== Alıntı metin ==

===

Kur'an-ı Kerim'de Maide Suresinin 90'ıncı ayeti ile kumarın haram boyutunu açıklayan Kılıçaslan, "Allah-u Teâlâ Kur'an-ı Kerim'de buyuruyor: 'Muhakkak ki içki, kumar, fal okları, dikili taşlar şeytanın amelidir, ondan sakının.' 'Şeytanın amellerindendir.' kelimesi Kur'an-ı Kerim'de çokça zikredilmiştir. Peygamberimiz buyuruyor: 'Her Müslümanın kanı, namusu ve malı diğer Müslümana haramdır.' Kumar, halkın malını yemektir. Maalesef devlet eliyle milyonlarca kişiden para toplanıyor ve bir kısmını kendisine alıyor, bir miktarını da birkaç kişiye veriyor. 10-20-30 lira ödeyen herkes o paranın kendisinin olmasını ister. Fakir ve fukaradan toplanan para üzerinde oluşan kazanma hırsından dolayı söz konusu getiriden hiç kimsenin hayır görmediği tecrübelerle sabittir." dedi.
Bu tür kumarların devlet eliyle meşrulaştırılmasını eleştiren Kılıçaslan, "Devletin, halkı ıslah etmesi, sahip çıkması gerekiyor. Devlet, bu halkın hak yolundan çıkıp uyuşturucu, sarhoşluk, pislik, fasıklık, fuhuş ve zinaya alışmalarına izin vermemelidir. Eğer devlet kendi eliyle zina, içki, faiz ve kumarı serbest bırakırsa bu durumda insanlar nasıl insani değerlerini muhafaza etsin, her gün ölümler nasıl olmasın?" diye sordu.
Kumardan kaynaklanan aile sorunlarına da dikkat çeken Kılıçaslan, "Kişi, çarşı ortasında eşini öldürdüğünde neden öldürdüğü sorulmuyor. Kadının suçundan bahsedilmiyor? Bu ölümlerin sebebi mevcut kanunlardır. Kanunlar insanların ıslahı için çıkarılmalıdır. Türkiye toplumu Müslümandır, Osmanlının mirasıdır. Bizler İslam hilafetinden gelmişiz. Bugün çıkan bütün kanunlar birer birer İslam'ın, ahlakın ve insanlığın aleyhinedir." şeklinde konuştu.
"Devletler ve aileler kumar yüzünden iflas etmişlerdir"
Yılbaşı geldiğinde milyarlarca, trilyonlarca para harcanarak içki ve zina gibi fiiliyatın işlendiğini hatırlatan Kılıçaslan, "Belki kazanmak için milyonlarca kişi milli piyango bileti almak için para ödeyecek. Bunlar, İslam'a, akla ve fıtrata aykırıdır. Devlet, kendi eliyle bunları kaldırması gerekirken maalesef kendisi yapıyor ve milleti de teşvik ediyor. Devletler, aileler kumar yüzünden iflas etmişlerdir." şeklinde konuştu.

===

== Gösterilen liste ==
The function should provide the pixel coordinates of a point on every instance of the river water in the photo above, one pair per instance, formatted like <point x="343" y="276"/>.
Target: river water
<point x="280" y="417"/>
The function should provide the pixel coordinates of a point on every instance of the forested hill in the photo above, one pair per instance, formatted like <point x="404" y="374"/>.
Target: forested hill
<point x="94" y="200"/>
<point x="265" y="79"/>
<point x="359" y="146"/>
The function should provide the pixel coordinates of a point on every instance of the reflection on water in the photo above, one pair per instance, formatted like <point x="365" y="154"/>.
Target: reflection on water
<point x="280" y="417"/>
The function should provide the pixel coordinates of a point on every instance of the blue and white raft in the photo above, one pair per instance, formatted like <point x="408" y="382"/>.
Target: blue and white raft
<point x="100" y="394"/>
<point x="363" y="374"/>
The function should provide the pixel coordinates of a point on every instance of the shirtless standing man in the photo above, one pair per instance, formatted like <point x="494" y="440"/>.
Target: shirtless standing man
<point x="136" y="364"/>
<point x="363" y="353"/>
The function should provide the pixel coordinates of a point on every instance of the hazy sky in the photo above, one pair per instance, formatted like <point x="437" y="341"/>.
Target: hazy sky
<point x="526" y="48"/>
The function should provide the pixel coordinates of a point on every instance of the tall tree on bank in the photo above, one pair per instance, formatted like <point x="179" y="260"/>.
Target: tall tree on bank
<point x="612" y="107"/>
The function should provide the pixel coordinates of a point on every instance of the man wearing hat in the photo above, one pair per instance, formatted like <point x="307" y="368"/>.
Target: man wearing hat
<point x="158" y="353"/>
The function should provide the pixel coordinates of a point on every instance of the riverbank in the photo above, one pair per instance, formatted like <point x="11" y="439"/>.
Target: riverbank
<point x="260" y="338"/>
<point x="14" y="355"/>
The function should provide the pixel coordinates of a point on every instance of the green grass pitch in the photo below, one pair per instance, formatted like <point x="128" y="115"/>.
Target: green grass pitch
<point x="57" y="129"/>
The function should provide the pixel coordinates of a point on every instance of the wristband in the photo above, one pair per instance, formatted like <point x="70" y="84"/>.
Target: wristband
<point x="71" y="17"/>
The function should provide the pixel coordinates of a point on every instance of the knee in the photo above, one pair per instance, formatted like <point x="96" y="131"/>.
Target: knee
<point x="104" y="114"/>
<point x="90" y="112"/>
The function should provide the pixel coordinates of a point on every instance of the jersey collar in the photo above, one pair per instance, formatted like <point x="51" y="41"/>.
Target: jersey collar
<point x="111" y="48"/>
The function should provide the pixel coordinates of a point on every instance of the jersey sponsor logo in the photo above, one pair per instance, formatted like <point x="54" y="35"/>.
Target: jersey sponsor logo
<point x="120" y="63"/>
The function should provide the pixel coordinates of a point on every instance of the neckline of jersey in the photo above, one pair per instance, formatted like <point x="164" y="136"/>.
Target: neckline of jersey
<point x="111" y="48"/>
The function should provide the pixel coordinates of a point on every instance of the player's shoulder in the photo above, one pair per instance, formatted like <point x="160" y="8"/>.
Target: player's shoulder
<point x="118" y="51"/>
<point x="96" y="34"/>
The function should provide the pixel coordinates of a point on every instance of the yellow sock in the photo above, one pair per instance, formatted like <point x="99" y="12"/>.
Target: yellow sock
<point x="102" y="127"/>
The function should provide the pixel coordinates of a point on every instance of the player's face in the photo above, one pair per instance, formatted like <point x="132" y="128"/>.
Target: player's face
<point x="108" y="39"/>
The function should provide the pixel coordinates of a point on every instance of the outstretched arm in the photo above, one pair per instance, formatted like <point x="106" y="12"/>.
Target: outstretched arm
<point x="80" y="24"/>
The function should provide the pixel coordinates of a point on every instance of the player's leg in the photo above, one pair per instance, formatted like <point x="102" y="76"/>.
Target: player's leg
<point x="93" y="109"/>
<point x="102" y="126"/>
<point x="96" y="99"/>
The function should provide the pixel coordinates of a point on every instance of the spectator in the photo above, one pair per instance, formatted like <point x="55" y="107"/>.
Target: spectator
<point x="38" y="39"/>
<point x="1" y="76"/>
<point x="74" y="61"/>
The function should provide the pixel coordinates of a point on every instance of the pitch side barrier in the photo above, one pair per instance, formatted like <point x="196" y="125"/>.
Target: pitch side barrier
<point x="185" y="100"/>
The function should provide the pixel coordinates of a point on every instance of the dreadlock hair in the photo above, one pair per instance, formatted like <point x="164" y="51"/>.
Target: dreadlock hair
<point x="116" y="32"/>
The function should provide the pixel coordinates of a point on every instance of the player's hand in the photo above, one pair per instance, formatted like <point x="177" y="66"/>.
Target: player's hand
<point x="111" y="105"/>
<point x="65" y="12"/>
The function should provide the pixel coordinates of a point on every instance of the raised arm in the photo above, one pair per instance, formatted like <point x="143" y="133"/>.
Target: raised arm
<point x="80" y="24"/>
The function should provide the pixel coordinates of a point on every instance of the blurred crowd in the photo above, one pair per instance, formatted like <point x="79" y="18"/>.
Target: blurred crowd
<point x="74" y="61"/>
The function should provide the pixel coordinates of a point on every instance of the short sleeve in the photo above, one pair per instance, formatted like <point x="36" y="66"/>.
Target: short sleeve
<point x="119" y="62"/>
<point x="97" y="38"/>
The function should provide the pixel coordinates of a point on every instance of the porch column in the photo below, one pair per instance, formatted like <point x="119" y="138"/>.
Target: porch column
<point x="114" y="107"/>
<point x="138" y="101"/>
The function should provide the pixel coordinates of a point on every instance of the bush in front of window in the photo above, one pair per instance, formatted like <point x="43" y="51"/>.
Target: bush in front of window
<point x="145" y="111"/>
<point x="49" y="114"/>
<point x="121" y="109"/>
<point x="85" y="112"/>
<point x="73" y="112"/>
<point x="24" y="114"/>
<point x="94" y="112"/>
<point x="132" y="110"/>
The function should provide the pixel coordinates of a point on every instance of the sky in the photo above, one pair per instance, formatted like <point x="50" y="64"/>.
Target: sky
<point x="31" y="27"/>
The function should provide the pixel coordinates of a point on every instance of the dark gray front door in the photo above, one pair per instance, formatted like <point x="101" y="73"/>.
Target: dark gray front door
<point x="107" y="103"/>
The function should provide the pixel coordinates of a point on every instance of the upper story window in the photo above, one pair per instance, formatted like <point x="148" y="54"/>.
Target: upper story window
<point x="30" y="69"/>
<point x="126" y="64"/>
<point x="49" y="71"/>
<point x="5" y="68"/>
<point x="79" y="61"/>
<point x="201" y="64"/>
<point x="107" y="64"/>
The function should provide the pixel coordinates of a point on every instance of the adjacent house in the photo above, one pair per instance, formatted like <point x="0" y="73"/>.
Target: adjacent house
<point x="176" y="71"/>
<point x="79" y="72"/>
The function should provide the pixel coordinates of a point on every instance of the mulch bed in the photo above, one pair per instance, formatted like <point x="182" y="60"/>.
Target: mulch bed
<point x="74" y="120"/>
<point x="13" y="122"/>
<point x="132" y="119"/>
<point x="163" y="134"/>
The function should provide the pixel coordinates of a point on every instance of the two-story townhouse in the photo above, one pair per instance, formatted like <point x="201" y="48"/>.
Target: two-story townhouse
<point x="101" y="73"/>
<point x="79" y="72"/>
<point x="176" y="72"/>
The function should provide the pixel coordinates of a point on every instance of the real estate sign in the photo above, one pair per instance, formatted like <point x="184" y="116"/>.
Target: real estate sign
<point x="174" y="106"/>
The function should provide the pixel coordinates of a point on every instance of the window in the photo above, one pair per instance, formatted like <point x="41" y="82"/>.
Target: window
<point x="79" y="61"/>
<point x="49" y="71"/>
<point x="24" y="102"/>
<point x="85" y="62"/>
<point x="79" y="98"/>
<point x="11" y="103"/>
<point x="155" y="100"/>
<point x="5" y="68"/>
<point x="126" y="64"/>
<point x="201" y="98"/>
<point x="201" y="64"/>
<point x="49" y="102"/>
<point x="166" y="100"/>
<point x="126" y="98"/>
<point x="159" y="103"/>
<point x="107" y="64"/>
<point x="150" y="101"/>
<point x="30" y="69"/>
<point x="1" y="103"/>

===

== Yapılacak iş ==
Alıntı metinde Kılıçaslan, kumardan elde edilen getiriden kimsenin hayır görmemesini hangi sebebe bağlıyor? Bir iki cümleyle açıklayın.

== Tamamlanmış çalışma ==
Kılıçaslan bunu, fakir ve fukaradan toplanan para üzerinde oluşan kazanma hırsına bağlıyor. Bu sonucun tecrübelerle sabit olduğunu da söylüyor.